*** EXERCISE TEXT Section Begins ***

Despite the non-overlapping magisteria, you can respect scholarship even if it adheres to different standards than your own. The scientific method is A way of knowing what makes the world tick, but science is really not much help with compassion, intuition, dance or painting. Lera Boroditsky suggests that maybe the best way to understand how people tick is to read Jane Austen. Now here's a statement "A small advantage of inquiring into the history of almost a thousand years ago is that one is permitted to speculate on possibilities without necessarily having any evidence beyond reasonable plausibility". Harrumph, with those rules you can never be wrong, but it doesn't matter so much if you are. Although I suppose you could imagine a scenario where an ancient manuscript is re-interpreted to allow polygamy among Christians which sets off a jihad led by people who firmly believe that only followers of The Prophet are allowed that extra expense. That's not to claim that my science has been 'useful' but in general science is more open ended than historical research. There's a lot more to know about Isopods than Isaiah, for example and let that be a lesson to you when picking your specialist subject on Mastermind.
That sketchy statement about low standards of evidence is clipped from a great fat tome Meetings with Remarkable Manuscripts by Christopher de Hamel, published by Penguin in 2016. It's more that 600 pages long including 50 pages of notes and references in minute font with few line-breaks and no white space. It's like suddenly the price of paper rocketted but all the notes were deemed essential. The manuscripts are literally that - written by hand on parchment hundreds of years ago before Gutenberg and Caxton started making identical copies of books. Whatever about paper at Penguin today, parchment was hard to come by, therefore expensive, and not the sort of stuff you'd crumple into a ball and throw into the bin if you made a mistake. Each piece was made from a single bit of animal skin: de-haired; scraped of fat and connective tissue, soaked in various noxious substances and then strrrrretched on a frame to dry out. While stretched, the hide was scraped to remove any remaining gunk, but also to reduce the thickness of the sheet. Under tension, a little nick in the skin was likely to open out into a gaping wound. This sort of damage is found, even in the best quality illuminated manuscripts, but repaired with a neat line of cross-stitch.

*** EXERCISE TEXT Section Ends ***
*** DATA SHOWN Section Begins ***

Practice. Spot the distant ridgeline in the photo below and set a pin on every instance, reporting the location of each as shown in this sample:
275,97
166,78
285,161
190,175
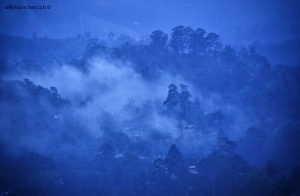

*** DATA SHOWN Section Ends ***

[WHAT TO PRODUCE]
Write out the whole post on scholarship and parchment manuscripts word for word. The material above has no role here.

[OUTPUT OF THE TASK]
Despite the non-overlapping magisteria, you can respect scholarship even if it adheres to different standards than your own. The scientific method is A way of knowing what makes the world tick, but science is really not much help with compassion, intuition, dance or painting. Lera Boroditsky suggests that maybe the best way to understand how people tick is to read Jane Austen. Now here's a statement "A small advantage of inquiring into the history of almost a thousand years ago is that one is permitted to speculate on possibilities without necessarily having any evidence beyond reasonable plausibility". Harrumph, with those rules you can never be wrong, but it doesn't matter so much if you are. Although I suppose you could imagine a scenario where an ancient manuscript is re-interpreted to allow polygamy among Christians which sets off a jihad led by people who firmly believe that only followers of The Prophet are allowed that extra expense. That's not to claim that my science has been 'useful' but in general science is more open ended than historical research. There's a lot more to know about Isopods than Isaiah, for example and let that be a lesson to you when picking your specialist subject on Mastermind.
That sketchy statement about low standards of evidence is clipped from a great fat tome Meetings with Remarkable Manuscripts by Christopher de Hamel, published by Penguin in 2016. It's more that 600 pages long including 50 pages of notes and references in minute font with few line-breaks and no white space. It's like suddenly the price of paper rocketted but all the notes were deemed essential. The manuscripts are literally that - written by hand on parchment hundreds of years ago before Gutenberg and Caxton started making identical copies of books. Whatever about paper at Penguin today, parchment was hard to come by, therefore expensive, and not the sort of stuff you'd crumple into a ball and throw into the bin if you made a mistake. Each piece was made from a single bit of animal skin: de-haired; scraped of fat and connective tissue, soaked in various noxious substances and then strrrrretched on a frame to dry out. While stretched, the hide was scraped to remove any remaining gunk, but also to reduce the thickness of the sheet. Under tension, a little nick in the skin was likely to open out into a gaping wound. This sort of damage is found, even in the best quality illuminated manuscripts, but repaired with a neat line of cross-stitch.